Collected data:
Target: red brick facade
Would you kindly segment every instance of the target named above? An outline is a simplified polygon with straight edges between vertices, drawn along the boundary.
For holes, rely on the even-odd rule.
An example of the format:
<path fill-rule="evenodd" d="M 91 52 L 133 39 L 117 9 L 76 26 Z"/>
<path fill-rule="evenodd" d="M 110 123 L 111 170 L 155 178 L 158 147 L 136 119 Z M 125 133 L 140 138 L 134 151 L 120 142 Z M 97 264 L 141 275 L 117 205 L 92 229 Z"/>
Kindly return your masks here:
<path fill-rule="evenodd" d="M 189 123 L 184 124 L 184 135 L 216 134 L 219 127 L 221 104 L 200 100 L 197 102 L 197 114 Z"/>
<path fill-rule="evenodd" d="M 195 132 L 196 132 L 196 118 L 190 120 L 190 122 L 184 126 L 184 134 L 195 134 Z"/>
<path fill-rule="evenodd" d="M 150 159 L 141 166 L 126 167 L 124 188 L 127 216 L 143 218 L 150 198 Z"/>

> _WHAT TO PRODUCE_: Copy out each line above, character for character.

> _ANSWER BELOW_:
Target: red brick facade
Would you kindly segment every instance of the target named above? An outline is a simplified polygon with straight edges between vertices, drawn along the boundary.
For holes, rely on the even-odd rule.
An example of the format:
<path fill-rule="evenodd" d="M 91 52 L 133 39 L 117 9 L 76 26 Z"/>
<path fill-rule="evenodd" d="M 110 123 L 111 170 L 155 178 L 158 147 L 136 119 Z M 125 133 L 140 138 L 134 151 L 120 142 Z M 97 264 L 141 275 L 117 205 L 92 229 Z"/>
Kindly return your masks here:
<path fill-rule="evenodd" d="M 189 123 L 184 124 L 184 135 L 216 134 L 219 127 L 221 104 L 200 100 L 197 102 L 197 114 Z"/>
<path fill-rule="evenodd" d="M 195 132 L 196 132 L 196 118 L 190 120 L 190 122 L 184 126 L 184 134 L 195 134 Z"/>
<path fill-rule="evenodd" d="M 150 159 L 141 166 L 126 167 L 124 188 L 127 216 L 143 218 L 150 198 Z"/>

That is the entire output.